(Bounding-box records)
☆ ☆ ☆ ☆ ☆ ☆ ☆
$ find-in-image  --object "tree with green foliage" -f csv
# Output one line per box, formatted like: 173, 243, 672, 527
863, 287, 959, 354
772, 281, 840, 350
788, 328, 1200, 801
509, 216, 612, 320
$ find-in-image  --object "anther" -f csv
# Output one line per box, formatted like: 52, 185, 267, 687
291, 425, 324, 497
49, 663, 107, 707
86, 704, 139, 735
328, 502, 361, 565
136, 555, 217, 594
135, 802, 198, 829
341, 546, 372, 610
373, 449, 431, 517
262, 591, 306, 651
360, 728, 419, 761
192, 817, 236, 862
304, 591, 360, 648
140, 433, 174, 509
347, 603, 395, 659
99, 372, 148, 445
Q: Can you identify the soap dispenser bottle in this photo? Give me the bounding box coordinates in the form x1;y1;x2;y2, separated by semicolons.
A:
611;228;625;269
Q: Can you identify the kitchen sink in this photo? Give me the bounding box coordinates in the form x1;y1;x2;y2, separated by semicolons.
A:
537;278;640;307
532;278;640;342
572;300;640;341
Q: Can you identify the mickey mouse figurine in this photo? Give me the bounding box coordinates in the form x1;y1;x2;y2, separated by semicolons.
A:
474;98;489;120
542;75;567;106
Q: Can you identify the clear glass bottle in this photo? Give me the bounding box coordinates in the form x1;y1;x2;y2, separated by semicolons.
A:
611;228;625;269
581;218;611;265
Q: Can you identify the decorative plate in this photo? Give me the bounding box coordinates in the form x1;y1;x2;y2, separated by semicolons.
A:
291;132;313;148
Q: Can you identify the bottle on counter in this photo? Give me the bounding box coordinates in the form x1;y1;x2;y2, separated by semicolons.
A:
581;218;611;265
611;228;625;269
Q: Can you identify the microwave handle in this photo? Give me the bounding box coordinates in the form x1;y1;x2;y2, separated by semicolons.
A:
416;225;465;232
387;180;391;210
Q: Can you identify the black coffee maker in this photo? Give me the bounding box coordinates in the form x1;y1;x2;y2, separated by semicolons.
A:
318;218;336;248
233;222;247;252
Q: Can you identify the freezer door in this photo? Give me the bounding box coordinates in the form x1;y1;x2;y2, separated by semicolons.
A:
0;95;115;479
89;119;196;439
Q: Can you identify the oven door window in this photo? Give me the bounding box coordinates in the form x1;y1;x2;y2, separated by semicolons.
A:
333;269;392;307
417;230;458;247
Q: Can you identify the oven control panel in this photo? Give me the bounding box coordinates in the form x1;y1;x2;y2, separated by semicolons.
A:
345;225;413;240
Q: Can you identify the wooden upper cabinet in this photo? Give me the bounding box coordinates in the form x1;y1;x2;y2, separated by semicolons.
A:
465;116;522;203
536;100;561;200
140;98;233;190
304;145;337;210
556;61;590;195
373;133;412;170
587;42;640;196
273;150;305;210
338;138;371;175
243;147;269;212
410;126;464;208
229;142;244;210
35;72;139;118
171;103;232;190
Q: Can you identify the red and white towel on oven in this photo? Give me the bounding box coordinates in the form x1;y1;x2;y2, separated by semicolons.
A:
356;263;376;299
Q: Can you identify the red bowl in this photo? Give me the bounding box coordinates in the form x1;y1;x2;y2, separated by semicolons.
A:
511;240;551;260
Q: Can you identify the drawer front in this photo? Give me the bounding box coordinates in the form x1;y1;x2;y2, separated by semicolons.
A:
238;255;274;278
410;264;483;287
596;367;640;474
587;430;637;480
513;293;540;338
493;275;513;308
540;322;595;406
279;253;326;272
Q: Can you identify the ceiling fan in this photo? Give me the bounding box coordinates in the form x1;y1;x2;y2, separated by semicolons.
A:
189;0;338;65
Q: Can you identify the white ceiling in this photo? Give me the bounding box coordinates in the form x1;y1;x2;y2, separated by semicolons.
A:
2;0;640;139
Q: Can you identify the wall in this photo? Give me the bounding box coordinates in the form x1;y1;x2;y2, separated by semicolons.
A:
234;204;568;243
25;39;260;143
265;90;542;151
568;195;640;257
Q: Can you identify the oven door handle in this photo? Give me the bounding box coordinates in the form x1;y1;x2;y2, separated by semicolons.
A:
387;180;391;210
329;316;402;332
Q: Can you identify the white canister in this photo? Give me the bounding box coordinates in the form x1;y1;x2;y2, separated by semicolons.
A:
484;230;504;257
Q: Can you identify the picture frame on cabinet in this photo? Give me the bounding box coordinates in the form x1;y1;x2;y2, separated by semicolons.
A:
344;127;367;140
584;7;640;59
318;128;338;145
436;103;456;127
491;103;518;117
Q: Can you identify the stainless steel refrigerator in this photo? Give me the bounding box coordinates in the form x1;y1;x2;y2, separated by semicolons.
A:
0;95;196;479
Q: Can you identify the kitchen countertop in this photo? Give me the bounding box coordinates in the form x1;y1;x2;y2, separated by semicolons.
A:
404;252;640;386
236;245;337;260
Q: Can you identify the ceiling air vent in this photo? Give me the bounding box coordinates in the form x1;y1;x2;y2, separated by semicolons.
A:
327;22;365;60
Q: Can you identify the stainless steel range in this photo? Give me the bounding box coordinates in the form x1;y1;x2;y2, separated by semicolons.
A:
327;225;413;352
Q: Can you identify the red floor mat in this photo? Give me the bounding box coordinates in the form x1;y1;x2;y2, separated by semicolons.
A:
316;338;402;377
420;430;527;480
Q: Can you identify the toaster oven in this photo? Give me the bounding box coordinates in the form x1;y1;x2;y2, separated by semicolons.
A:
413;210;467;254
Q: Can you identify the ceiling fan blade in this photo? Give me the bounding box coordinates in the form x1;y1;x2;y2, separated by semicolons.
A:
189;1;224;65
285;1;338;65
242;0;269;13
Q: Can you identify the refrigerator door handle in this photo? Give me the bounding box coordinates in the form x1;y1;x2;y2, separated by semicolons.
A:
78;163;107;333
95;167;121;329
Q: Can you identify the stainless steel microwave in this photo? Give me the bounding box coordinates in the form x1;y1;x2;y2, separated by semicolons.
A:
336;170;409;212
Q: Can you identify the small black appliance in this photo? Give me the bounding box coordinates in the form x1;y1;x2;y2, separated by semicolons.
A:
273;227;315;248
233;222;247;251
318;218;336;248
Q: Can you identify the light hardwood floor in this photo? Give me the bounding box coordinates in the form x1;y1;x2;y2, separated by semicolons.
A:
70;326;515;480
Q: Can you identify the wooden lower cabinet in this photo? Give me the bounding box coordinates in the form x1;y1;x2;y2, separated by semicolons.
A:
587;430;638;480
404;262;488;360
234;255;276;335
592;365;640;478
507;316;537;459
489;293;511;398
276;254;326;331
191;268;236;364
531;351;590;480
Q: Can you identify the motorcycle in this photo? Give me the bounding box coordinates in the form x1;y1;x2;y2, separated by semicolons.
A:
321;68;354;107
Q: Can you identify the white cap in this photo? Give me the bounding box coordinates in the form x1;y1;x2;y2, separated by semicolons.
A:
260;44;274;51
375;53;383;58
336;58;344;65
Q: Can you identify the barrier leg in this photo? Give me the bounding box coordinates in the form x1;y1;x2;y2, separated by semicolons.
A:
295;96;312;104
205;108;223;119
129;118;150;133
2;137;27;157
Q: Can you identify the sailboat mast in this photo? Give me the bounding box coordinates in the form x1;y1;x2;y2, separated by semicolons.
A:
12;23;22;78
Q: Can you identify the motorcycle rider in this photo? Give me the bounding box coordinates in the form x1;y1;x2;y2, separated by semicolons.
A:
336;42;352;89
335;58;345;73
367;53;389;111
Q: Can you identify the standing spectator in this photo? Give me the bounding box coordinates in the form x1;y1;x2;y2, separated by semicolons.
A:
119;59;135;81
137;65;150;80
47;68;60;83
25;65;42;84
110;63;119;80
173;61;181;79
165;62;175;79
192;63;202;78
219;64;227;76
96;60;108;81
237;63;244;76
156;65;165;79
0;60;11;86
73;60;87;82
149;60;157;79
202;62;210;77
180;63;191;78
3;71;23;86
☆ ☆ ☆ ☆ ☆ ☆ ☆
__Objective__
Reproduce the records from their start through the line containing "542;75;567;106", swapping "anther" for "stamen" and leaving everything else unchanged.

__Complete answer__
$ find-in-image  --object "tree with green foliage" -f csv
# Output one line per box, formatted like: 173, 243, 672, 527
863, 287, 959, 354
772, 281, 840, 350
788, 328, 1200, 801
509, 216, 612, 320
$ find-in-image  --object "stamen" -f csv
# Output one line per box, formatted like: 52, 185, 267, 687
291, 425, 324, 497
49, 663, 107, 707
86, 704, 139, 735
328, 502, 361, 565
136, 555, 217, 594
135, 802, 198, 829
341, 546, 372, 610
373, 449, 431, 517
262, 591, 306, 651
360, 728, 419, 761
192, 817, 236, 862
304, 591, 360, 648
140, 433, 174, 509
347, 603, 395, 659
99, 372, 148, 445
Q: Can you identify the soap dispenser bottle in this photo? Give me the bounding box coordinates in the form x1;y1;x2;y2, separated by semicolons.
A:
611;228;625;269
Q: Can you identify the kitchen sink in this photo? Give me the bounding box coordinates in the form x1;y1;x2;y2, separated by semicolons.
A:
537;278;640;307
532;278;640;342
572;300;640;341
Q: Can you identify the mickey mouse figurine in this photo? Give me the bounding box coordinates in the form x1;y1;x2;y2, separated by semicolons.
A:
474;98;489;120
542;75;567;106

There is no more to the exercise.